:: GIVEN RECORDS ::
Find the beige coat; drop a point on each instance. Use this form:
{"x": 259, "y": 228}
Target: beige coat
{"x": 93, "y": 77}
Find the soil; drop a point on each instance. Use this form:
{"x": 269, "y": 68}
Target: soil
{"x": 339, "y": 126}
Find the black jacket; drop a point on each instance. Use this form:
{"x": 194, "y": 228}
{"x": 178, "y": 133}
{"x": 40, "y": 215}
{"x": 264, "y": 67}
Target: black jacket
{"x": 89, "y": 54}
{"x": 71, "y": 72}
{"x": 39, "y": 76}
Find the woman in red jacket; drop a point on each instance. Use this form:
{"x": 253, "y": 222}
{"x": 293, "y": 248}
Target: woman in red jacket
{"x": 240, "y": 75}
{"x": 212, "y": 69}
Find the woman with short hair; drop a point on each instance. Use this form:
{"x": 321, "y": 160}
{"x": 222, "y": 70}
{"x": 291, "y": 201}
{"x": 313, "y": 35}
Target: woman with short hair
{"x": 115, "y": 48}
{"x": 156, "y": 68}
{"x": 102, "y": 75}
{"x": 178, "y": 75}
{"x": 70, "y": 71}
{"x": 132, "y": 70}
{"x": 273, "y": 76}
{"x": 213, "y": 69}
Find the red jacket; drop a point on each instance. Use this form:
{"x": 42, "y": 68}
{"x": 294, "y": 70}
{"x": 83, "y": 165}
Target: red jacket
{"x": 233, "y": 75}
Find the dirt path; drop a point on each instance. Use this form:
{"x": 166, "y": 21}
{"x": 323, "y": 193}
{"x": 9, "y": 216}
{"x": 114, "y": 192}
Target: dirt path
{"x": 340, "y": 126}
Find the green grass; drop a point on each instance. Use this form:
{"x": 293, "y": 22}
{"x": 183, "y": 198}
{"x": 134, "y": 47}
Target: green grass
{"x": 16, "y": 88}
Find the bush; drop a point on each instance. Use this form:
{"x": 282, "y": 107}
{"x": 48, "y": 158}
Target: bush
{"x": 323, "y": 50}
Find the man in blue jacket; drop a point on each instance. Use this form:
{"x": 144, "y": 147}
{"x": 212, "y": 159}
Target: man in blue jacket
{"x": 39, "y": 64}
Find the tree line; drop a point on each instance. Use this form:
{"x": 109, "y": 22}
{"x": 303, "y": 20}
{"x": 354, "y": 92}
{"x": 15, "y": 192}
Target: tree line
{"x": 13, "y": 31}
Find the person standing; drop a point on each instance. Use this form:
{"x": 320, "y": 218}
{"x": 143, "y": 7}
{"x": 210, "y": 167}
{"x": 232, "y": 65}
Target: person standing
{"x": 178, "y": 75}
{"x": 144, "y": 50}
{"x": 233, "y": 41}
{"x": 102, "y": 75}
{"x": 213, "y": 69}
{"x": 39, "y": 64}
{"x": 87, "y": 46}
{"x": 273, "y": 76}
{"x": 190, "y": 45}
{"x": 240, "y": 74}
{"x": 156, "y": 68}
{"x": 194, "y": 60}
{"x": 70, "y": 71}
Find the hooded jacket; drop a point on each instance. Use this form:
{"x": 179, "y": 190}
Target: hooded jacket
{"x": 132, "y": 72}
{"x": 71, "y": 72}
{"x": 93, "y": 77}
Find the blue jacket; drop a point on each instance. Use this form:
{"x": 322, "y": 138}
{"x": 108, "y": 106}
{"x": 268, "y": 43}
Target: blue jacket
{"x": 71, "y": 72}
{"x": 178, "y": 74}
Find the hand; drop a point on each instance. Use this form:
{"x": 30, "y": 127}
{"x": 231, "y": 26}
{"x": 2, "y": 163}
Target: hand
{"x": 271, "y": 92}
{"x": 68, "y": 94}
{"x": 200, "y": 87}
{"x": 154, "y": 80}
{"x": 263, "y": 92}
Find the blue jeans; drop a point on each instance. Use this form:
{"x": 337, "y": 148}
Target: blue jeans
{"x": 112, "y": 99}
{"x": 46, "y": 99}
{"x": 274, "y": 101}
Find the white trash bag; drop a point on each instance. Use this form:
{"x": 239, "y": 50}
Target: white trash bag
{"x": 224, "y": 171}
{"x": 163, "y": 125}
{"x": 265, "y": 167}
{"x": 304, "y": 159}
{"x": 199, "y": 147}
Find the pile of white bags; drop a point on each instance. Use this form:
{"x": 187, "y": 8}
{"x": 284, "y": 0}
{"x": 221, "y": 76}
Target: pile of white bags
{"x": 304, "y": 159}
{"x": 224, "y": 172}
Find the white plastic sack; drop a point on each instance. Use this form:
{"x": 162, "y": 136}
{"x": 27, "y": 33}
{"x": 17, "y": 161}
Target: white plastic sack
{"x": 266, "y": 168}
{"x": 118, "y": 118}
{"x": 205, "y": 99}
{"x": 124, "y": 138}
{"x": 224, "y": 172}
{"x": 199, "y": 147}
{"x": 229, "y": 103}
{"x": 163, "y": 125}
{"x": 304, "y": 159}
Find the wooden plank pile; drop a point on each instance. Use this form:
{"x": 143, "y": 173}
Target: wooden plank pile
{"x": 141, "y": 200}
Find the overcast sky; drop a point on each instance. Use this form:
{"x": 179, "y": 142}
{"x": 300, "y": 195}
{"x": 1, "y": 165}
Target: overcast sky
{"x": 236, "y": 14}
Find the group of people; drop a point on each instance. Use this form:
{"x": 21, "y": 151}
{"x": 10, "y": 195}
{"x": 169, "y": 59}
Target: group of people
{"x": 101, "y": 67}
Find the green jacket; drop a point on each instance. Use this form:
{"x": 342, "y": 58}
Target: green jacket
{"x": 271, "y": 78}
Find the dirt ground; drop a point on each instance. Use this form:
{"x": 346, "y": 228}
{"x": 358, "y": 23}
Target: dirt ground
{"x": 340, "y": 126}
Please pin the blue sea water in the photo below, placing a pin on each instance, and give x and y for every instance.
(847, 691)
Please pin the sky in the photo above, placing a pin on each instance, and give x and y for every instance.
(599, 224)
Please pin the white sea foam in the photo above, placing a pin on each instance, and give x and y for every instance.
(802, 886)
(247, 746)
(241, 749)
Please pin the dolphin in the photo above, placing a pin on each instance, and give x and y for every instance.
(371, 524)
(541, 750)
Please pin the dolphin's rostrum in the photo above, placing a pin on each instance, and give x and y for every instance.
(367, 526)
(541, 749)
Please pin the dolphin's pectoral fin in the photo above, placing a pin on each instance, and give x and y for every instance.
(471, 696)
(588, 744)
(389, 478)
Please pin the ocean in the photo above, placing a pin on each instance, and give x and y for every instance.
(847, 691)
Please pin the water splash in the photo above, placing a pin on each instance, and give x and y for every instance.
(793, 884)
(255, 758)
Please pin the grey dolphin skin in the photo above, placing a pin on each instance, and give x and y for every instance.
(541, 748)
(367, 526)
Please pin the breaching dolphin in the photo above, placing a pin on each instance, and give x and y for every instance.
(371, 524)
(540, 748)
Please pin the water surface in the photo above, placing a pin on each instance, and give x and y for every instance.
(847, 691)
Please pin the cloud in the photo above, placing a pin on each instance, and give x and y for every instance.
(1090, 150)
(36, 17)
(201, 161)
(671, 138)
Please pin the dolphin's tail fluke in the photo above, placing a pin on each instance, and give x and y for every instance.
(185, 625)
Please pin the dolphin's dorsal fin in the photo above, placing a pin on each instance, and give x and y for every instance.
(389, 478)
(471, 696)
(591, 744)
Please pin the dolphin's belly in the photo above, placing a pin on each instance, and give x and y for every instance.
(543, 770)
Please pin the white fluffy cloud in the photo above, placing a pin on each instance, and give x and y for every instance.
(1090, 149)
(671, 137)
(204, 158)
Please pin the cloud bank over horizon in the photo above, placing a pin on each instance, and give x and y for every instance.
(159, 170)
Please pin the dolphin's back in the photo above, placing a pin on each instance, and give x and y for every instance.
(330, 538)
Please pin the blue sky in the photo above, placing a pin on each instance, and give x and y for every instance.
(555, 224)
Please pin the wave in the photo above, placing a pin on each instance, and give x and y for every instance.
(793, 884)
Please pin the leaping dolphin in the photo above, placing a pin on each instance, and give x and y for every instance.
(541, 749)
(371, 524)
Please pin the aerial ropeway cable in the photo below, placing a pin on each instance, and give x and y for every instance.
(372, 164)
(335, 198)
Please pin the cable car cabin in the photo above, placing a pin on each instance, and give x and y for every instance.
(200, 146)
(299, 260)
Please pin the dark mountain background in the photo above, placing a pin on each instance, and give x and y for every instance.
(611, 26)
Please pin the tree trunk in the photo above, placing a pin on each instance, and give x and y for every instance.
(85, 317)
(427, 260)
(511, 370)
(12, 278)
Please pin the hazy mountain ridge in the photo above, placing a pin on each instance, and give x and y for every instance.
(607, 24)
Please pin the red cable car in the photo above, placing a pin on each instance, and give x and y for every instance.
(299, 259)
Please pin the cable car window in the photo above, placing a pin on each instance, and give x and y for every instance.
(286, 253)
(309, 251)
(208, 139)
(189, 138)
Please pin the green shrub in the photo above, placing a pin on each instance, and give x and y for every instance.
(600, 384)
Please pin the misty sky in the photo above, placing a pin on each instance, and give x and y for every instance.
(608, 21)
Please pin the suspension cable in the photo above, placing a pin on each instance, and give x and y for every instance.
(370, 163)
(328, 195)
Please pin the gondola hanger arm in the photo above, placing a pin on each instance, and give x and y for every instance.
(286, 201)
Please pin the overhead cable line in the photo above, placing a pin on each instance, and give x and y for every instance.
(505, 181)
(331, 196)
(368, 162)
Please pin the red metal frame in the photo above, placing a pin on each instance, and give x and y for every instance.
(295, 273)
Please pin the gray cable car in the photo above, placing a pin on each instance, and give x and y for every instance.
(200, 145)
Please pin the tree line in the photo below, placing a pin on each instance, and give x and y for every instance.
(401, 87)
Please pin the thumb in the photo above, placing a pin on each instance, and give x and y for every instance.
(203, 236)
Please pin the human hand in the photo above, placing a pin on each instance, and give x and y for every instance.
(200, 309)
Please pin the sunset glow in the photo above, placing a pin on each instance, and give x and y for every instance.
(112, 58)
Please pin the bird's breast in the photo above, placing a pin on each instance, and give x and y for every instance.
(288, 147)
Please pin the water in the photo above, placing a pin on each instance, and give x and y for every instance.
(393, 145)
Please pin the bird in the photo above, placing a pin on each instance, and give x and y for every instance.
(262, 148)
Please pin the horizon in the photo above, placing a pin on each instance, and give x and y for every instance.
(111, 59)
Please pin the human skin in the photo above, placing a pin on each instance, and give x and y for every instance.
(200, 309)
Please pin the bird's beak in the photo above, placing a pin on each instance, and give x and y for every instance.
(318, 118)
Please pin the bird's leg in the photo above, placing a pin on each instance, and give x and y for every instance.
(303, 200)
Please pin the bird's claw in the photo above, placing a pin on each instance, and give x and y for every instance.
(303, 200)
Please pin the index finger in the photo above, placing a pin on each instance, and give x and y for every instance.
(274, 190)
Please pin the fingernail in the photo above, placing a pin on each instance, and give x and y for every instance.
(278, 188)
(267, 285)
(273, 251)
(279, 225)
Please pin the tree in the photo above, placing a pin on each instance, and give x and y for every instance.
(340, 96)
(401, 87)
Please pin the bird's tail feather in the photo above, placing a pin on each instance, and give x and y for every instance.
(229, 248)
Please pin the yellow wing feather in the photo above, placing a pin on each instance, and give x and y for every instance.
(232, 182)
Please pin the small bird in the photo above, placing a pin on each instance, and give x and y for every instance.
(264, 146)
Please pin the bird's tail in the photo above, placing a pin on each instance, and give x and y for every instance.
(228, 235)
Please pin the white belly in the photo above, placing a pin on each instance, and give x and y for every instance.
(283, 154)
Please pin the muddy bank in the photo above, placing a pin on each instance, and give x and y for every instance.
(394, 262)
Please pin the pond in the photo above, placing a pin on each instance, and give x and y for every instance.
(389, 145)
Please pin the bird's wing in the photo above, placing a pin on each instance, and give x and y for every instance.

:: EXERCISE DIRECTIONS ::
In the records above, copy exactly the lines from the one that contains "Please pin the human skin" through the last, and nothing else.

:: RESULT FOR THIS EXERCISE ::
Please pin the human skin in the photo above, placing a pin on each instance, and give x and y for every instance.
(200, 309)
Please pin the bird's beak in the photo above, placing a pin on each instance, and give x and y for every instance.
(318, 118)
Please pin the bird's leg in the photo above, placing a pin on each instance, and give x and y for every instance.
(303, 200)
Please pin the bird's claw in the photo above, placing a pin on each instance, and give x and y for every instance.
(303, 200)
Please pin the index finger in the photo above, placing a pin on each instance, and give x and y for every instance.
(274, 190)
Please pin the fingernail in the photo above, placing a pin on each instance, and give x and y for every instance.
(278, 188)
(267, 285)
(273, 251)
(279, 225)
Please pin the tree in the photo above, placing a pin on each instance, and give x and y for every instance.
(340, 96)
(401, 87)
Please pin the bird's tail feather in the photo above, placing a pin on each instance, and give x and y for every instance.
(229, 248)
Please pin the yellow wing feather in the photo above, placing a pin on each instance, and give x and y for every instance.
(232, 182)
Please pin the small bird in the photo above, placing a pin on each instance, and give x and y for every instance.
(264, 146)
Please pin the bird's tail in the photo above, placing a pin on each instance, and give x and y for every instance.
(228, 235)
Please pin the white belly in the photo above, placing a pin on each instance, and give x and y for every instance.
(283, 154)
Please pin the muddy bank in the photo above, placing a pin on each instance, and give x and y for every instance.
(394, 262)
Please pin the pond in the photo above, placing a pin on each instance, and give x and y for every instance.
(389, 145)
Please pin the bird's wing in the photo above, placing a pin on each instance, and give x and y for every instance.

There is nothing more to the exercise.